§ Solicitud escrita 1:
Según el documento sobre la guerra en Ucrania, ¿a cuántos años fue condenado el activista Iliá Yashin?

------ Documento

En Ucrania, Occidente trata de no traspasar las líneas rojas que podrían llevar al uso del arma nuclear por parte de Rusia. Este peligro no ha dejado de existir en ningún momento, aunque no es posible determinar la correlación entre los acontecimientos en el campo de batalla y las probabilidades de que Vladímir Putin apriete el botón. Es de suponer que, mientras Rusia tenga armamento convencional y efectivos humanos, Putin no echará mano del último recurso. Unos creen que el líder ruso no será capaz de recurrir al arma nuclear y otros, basándose en declaraciones del mismo presidente, lo ven dispuesto a inmolar a propios y ajenos con tal de no dar su brazo a torcer. En función de estas impresiones, unos aceptan el riesgo y otros, no. La incertidumbre causa zozobra a todos.
El optimismo que siguió a la ofensiva ucrania del pasado otoño fue contagioso, pero precipitado. Las sanciones occidentales aprietan, pero no ahogan a Rusia, que en un mundo global encuentra caminos para burlarlas; Putin se apoya por el momento en una población convencida, sumisa, confusa o asustada, que secunda o se resigna a la guerra. Entre medio millón y millón y medio de rusos (según los datos) se han marchado al extranjero huyendo de la movilización, y los que se quedan y se pronuncian contra la contienda pueden ser castigados con penas superiores a las que cumplen perversos asesinos, como descubrió el activista Iliá Yashin en las cárceles donde lo encerraron tras condenarlo a ocho años y medio por su posición política.
Rusia parece haber emprendido un viaje en el tiempo hacia un mundo inquisitorial. La represión del régimen es severa y el temor de sus funcionarios ha llegado a extremos absurdos, como el de evitar escribir la palabra “paz” en las felicitaciones de Año Nuevo.
Evitar la escalada y el ataque nuclear
Sobre la evolución de la guerra, se observan varias corrientes de pensamiento. Ucrania, dicen unos, debe ser apoyada tanto tiempo como ella considere necesario para “vencer” a Rusia y expulsarla de su territorio. Ucrania, dicen otros, debe aceptar pérdidas de territorio a cambio de paz. Esta última opción se presenta hoy con analogías como la división de Corea o la de Alemania, pero Rusia pretende más de lo que ya ocupa y ha inscrito en su Constitución territorios ucranios que ni siquiera controla.

------------

§ Solicitud escrita 2:
Reúne todas las líneas de los registros que contengan la palabra "flap", distinguiendo entre mayúsculas y minúsculas.

------ Información proporcionada

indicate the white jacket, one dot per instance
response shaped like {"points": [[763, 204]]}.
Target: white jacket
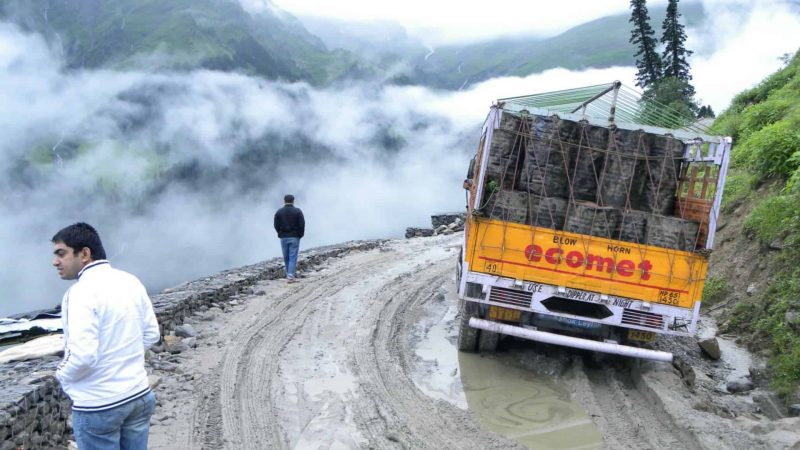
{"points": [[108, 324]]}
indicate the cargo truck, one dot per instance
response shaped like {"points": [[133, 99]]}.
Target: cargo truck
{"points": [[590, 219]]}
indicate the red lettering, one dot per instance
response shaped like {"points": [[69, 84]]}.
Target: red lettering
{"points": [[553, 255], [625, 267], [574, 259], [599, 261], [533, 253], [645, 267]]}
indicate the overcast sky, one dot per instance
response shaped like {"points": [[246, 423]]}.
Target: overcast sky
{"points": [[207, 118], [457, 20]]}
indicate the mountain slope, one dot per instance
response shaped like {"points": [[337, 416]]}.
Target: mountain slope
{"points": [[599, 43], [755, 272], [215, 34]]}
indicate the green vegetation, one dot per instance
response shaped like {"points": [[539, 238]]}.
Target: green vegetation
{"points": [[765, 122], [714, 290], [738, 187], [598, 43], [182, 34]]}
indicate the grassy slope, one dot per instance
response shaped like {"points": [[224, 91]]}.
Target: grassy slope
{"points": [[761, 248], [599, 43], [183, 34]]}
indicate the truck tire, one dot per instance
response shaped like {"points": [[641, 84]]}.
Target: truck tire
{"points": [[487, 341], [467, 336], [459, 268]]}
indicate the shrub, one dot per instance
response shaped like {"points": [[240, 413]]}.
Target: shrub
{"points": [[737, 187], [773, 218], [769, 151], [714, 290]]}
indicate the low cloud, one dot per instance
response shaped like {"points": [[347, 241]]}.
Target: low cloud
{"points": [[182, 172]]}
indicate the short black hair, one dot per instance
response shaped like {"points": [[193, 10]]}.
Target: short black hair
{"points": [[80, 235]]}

------------
------ Información proporcionada

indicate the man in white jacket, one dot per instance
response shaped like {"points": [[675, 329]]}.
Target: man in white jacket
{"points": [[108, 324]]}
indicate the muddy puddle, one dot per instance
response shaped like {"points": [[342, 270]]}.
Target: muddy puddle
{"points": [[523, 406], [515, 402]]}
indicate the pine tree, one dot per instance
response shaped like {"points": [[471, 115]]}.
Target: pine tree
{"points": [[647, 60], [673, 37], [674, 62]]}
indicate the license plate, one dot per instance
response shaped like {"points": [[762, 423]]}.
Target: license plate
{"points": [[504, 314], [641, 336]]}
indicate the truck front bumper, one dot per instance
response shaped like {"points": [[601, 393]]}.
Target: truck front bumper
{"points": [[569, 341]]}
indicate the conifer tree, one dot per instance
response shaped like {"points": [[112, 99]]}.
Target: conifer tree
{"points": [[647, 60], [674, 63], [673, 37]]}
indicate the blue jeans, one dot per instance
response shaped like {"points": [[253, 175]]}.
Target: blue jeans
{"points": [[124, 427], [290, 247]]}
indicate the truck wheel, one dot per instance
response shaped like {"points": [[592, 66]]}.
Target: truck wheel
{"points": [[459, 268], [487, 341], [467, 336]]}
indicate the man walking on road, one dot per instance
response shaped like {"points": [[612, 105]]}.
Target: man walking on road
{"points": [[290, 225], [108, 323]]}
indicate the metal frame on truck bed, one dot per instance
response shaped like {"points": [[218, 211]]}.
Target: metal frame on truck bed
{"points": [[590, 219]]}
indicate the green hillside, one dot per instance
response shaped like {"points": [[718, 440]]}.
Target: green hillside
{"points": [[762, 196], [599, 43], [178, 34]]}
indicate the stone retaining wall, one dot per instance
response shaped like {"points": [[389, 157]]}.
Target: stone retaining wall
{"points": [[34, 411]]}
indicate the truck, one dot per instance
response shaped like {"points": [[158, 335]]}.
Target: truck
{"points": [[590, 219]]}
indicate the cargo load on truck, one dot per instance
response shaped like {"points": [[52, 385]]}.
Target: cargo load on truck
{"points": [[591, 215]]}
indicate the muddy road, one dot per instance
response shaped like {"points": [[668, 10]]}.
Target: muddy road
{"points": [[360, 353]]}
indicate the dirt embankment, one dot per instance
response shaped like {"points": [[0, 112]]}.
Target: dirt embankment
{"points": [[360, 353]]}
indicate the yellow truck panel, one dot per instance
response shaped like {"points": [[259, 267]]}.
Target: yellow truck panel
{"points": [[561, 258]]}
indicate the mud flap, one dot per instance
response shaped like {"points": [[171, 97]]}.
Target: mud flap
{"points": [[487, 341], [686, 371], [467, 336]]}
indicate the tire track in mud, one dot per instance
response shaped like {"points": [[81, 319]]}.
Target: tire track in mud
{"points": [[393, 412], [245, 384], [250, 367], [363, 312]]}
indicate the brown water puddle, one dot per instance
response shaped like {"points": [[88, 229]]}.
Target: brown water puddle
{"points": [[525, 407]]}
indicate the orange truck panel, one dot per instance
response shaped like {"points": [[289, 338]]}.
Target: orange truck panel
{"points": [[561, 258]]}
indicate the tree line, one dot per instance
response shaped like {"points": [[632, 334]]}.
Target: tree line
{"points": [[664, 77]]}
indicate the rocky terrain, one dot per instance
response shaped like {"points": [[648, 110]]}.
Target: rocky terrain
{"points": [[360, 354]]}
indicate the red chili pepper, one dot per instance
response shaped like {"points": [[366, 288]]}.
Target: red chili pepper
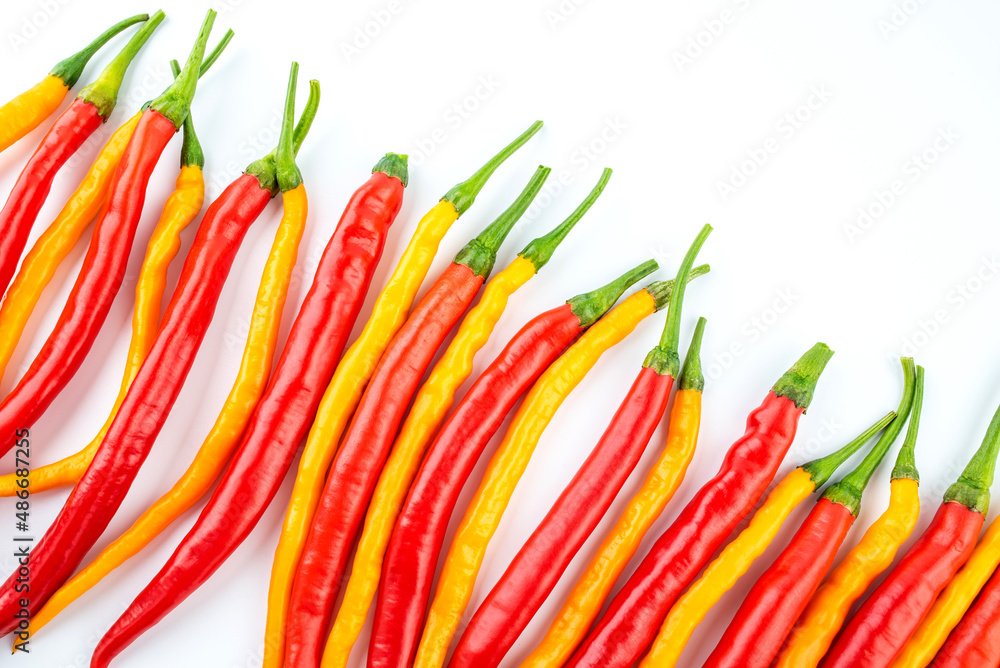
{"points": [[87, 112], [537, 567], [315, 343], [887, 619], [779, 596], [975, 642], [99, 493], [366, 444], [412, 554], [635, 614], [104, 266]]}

------------
------ Información proporcionada

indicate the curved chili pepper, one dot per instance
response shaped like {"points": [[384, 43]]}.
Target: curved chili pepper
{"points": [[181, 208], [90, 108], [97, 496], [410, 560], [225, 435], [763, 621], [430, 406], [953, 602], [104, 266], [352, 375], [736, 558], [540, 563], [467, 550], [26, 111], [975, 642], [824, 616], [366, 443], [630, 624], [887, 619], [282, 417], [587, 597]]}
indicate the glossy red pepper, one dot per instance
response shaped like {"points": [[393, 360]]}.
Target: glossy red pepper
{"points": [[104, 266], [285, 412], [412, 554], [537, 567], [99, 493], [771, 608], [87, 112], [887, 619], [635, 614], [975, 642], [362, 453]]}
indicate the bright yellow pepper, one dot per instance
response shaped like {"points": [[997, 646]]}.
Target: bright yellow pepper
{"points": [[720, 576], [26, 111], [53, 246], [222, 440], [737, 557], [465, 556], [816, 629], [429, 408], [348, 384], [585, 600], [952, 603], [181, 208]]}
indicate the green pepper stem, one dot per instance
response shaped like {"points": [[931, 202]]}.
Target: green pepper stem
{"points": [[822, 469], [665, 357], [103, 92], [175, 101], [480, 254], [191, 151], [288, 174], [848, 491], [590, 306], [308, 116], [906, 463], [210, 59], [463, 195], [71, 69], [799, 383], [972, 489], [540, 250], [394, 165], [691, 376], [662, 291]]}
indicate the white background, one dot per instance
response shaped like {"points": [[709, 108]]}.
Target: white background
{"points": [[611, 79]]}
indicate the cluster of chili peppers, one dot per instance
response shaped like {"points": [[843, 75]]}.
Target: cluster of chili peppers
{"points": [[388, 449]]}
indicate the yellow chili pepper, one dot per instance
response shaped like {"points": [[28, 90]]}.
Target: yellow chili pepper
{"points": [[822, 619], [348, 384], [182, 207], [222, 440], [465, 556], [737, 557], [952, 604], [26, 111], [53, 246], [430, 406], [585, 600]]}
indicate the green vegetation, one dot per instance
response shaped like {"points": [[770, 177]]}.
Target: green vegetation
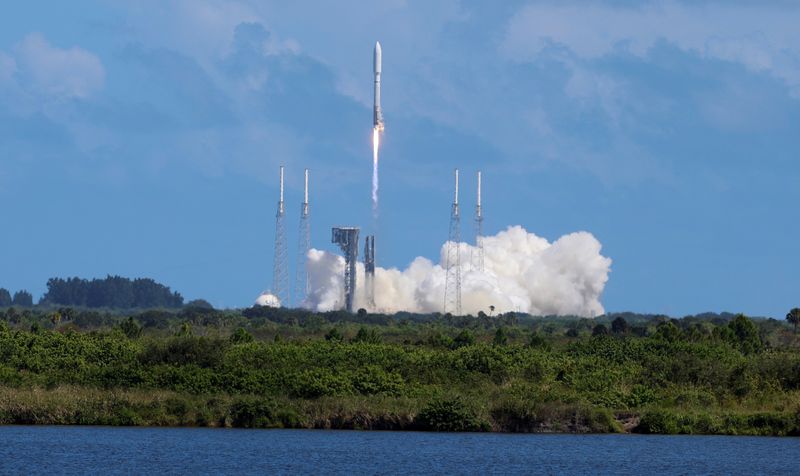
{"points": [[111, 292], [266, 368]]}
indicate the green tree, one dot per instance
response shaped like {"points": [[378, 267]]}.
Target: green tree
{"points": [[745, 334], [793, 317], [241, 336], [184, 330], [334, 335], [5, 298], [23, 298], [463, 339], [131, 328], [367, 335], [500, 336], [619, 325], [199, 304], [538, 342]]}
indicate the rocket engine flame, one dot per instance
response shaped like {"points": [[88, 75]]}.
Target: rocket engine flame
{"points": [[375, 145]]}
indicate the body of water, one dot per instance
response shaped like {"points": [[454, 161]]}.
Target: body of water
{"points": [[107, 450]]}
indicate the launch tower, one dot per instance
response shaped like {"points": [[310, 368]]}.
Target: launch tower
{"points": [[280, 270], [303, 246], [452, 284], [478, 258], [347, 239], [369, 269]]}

------------

§ Resultado 1:
A ocho años y medio.

§ Resultado 2:
indicate the mud flap, one dot per instance
Target: mud flap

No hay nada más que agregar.